## Exercise details
The required output is the line with "Every instance of the black" through the final line of the entries, each one exactly as it stands.

## Record set
--*--
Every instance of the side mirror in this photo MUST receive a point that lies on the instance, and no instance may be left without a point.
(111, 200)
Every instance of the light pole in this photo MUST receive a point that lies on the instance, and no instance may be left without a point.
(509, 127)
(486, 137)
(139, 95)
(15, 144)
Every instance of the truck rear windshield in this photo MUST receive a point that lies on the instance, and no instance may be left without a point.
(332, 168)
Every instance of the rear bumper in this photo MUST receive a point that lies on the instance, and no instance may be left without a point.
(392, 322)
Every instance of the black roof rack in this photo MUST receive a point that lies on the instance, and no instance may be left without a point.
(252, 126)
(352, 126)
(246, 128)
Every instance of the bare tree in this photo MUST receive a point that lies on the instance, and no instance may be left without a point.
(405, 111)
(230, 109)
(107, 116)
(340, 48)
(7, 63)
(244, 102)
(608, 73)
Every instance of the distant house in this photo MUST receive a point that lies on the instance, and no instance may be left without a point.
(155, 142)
--*--
## Answer to this problem
Every instance of the black roof rack in this photo MUST receive a point that lies on the instance, and no instance may be left without a point.
(252, 126)
(352, 126)
(246, 128)
Every instance of the bare tree in this photo MUST receive a point that lies on the instance, and no instance may be left without a point.
(405, 111)
(230, 109)
(107, 116)
(340, 48)
(7, 63)
(244, 102)
(608, 73)
Every instance of the distant house in this photo MUST receive a point that lies on the instance, and no instance may be left without a point.
(155, 142)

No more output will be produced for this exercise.